◆ **Work to be completed**
Copy out the entire blog post below about a frightening stew recipe, word for word and line for line.

◆ **Quoted text**
────

Monday, November 14, 2005

The most terrible recipe in the world.

Friends, life cannot be all sunshine and flowers. Sometimes something happens to you that you think you may never recover from.

Such a thing happened to me last night.

While innocently flipping through a cookbook I came across a recipe that struck fear in my heart, and literally made Scott leave the room. It is a recipe that would make grown men cry, and no one hungry.

I give to you...

Penis Stew
by Jennifer Patterson

1 lb of ram or bull penis
3 tb oil
1 onion, chopped
2 garlic cloves, chopped
1 tsp coriander seeds, crushed
1 tomato, chopped
1 tsp cumin seeds, crushed
salt and pepper

Scald the penis** (!!!!!!!!), drain and clean it. Place in a pan, cover with water and bring to the boil. Remove the scum and simmer for 10 minutes. Drain and slice. Heat the oil in a large frying pan and fry the onion garlic and coriander until the onion is golden. Add the penis slices** (!!!!!) and fry on both sides for a few minutes. Stir in the remaining ingredients, add enough water to cover and bring to the boil. Lower the heat, cover and simmer for about 2 hours, until tender. Add a little water from time to time to keep from burning.

────

◆ **Items**
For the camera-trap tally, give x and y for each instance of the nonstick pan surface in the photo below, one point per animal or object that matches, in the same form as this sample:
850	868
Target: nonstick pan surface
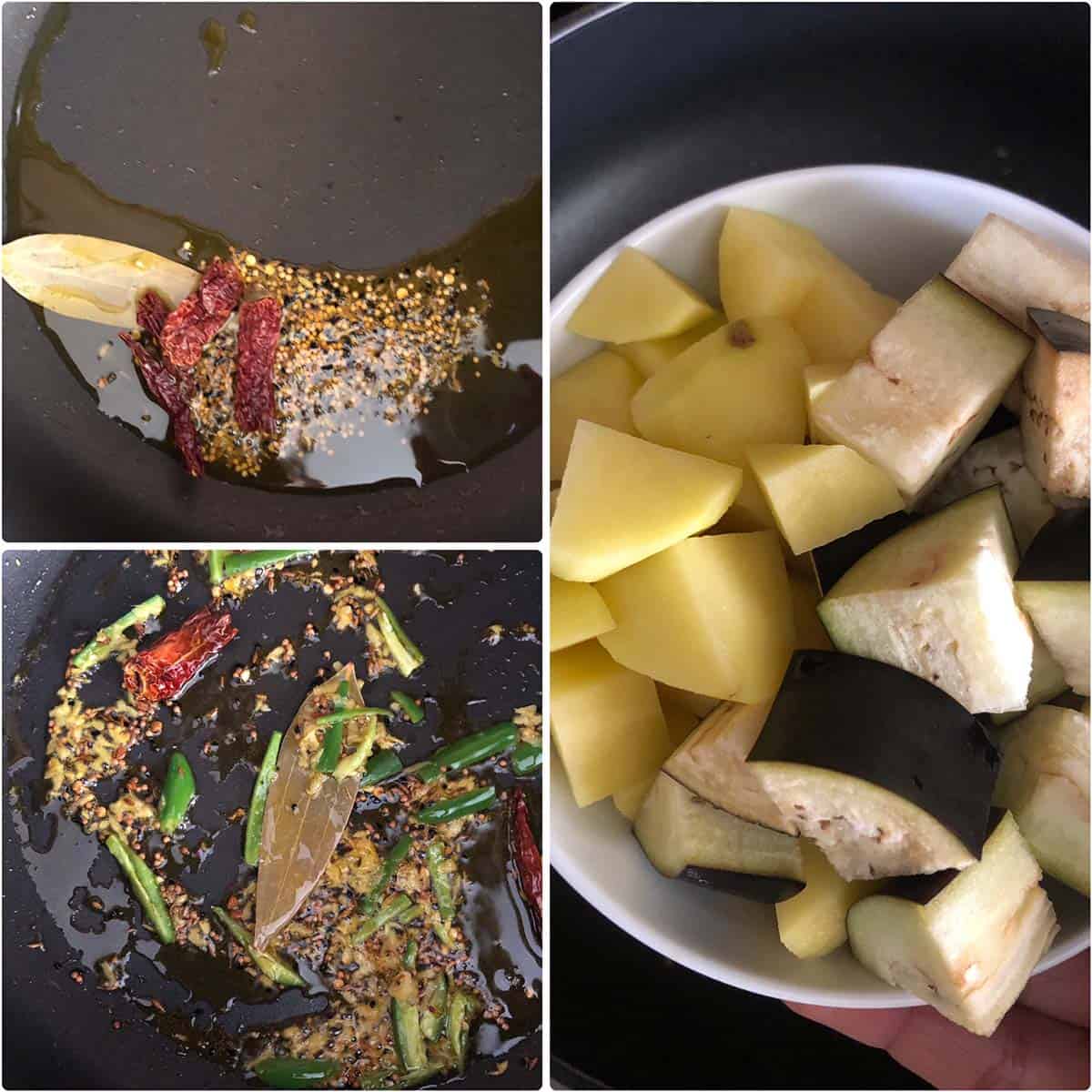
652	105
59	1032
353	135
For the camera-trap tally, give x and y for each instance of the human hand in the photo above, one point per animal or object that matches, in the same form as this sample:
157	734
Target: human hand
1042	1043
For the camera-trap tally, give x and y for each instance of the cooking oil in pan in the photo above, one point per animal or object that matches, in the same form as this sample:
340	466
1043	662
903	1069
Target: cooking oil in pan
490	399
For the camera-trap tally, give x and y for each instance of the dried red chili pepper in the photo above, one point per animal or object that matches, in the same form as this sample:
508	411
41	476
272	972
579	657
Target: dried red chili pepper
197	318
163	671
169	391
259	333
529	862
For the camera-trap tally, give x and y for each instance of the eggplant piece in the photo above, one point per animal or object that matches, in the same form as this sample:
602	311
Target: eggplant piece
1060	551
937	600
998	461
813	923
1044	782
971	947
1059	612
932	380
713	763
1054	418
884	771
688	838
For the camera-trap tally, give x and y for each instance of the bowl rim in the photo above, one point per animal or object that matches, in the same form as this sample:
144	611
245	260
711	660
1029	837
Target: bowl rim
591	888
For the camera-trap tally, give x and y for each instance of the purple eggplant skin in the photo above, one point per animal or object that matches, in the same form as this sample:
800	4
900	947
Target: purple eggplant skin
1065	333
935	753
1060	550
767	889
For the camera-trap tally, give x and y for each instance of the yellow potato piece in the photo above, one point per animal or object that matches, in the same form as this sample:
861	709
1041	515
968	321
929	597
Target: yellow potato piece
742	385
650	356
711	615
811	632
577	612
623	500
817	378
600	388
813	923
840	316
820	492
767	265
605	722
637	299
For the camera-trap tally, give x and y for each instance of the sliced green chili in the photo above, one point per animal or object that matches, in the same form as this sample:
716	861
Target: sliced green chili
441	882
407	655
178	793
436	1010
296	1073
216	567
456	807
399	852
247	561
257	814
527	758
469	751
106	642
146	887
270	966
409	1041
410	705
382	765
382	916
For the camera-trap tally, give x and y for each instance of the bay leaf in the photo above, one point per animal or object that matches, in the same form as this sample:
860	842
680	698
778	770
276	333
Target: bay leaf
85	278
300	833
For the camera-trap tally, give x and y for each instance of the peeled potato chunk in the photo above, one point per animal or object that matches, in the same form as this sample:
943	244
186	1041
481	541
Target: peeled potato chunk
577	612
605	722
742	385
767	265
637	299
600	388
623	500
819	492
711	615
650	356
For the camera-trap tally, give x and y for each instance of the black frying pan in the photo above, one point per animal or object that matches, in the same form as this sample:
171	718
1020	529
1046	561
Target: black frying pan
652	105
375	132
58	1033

────

◆ **Answer to the problem**
Monday, November 14, 2005

The most terrible recipe in the world.

Friends, life cannot be all sunshine and flowers. Sometimes something happens to you that you think you may never recover from.

Such a thing happened to me last night.

While innocently flipping through a cookbook I came across a recipe that struck fear in my heart, and literally made Scott leave the room. It is a recipe that would make grown men cry, and no one hungry.

I give to you...

Penis Stew
by Jennifer Patterson

1 lb of ram or bull penis
3 tb oil
1 onion, chopped
2 garlic cloves, chopped
1 tsp coriander seeds, crushed
1 tomato, chopped
1 tsp cumin seeds, crushed
salt and pepper

Scald the penis** (!!!!!!!!), drain and clean it. Place in a pan, cover with water and bring to the boil. Remove the scum and simmer for 10 minutes. Drain and slice. Heat the oil in a large frying pan and fry the onion garlic and coriander until the onion is golden. Add the penis slices** (!!!!!) and fry on both sides for a few minutes. Stir in the remaining ingredients, add enough water to cover and bring to the boil. Lower the heat, cover and simmer for about 2 hours, until tender. Add a little water from time to time to keep from burning.